===== TEXT UNDER STUDY

On Tue, 09 Nov 2004 14:09:07 GMT, "Jay Honeck"
wrote:

"No child left behind" isn't perfect, but it's the first program in my
lifetime that holds out any hope for fixing the utterly broken inner city
schools -- which is what the program is really targeted at.


Unfortunately, here in Vermont the smallish size of many of our
schools causes them to be the "collateral damage", so to speak, of
this program aimed at inner city schools.

With small schools and small classes, students with learning
disabilities have a disproportionately large affect on the test
results.

I don't understand this one. Why is that? Fresh air leads to learning
disabilities, or is it too much maple sugar?

And guess what, they aren't going to improve much regardless
how effective the teacher is, so the test results won't go up from
test to test. Vermont is studded with small schools and pretty much
all of them have learning disabled students. No dodging this one, the
Feds say all students must be tested regardless their actual ability
to learn.

==========
===== PROVIDED DATA

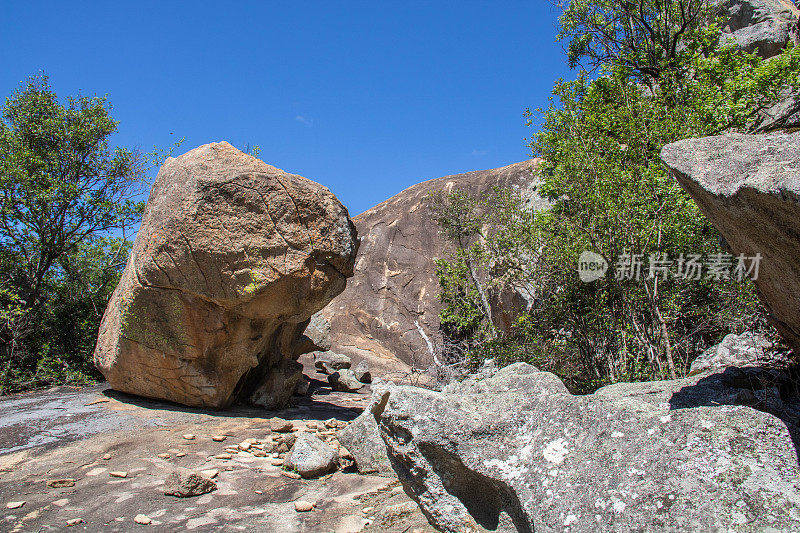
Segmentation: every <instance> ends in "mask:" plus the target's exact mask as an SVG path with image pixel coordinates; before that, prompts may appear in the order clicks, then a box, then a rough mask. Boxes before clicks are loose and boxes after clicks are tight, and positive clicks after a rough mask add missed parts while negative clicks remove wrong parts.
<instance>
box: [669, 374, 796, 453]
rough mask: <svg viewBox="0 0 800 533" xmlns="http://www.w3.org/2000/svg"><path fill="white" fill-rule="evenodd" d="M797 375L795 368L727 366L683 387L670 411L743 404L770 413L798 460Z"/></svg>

==========

== WORK ORDER A ==
In the post about No Child Left Behind and Vermont schools, what do the Feds require, according to its final sentence?
== WORK ORDER B ==
Please write a continuation of the post about No Child Left Behind and Vermont schools, picking up after its last sentence.

== EXERCISE OUTPUT A ==
That all students be tested regardless of their actual ability to learn.

== EXERCISE OUTPUT B ==
These schools are getting warnings that they are not in compliance
with the standardized testing and there's little they can do to
improve things, other than convince the parents of the learning
disabled kids to move away from their district.

So far the Feds are not aknowledging the impossibility of the
situation or indicating understanding: do the testing, show
improvement or loose funding.

Corky Scott


--
Alex -- Replace "nospam" with "mail" to reply by email. Checked infrequently.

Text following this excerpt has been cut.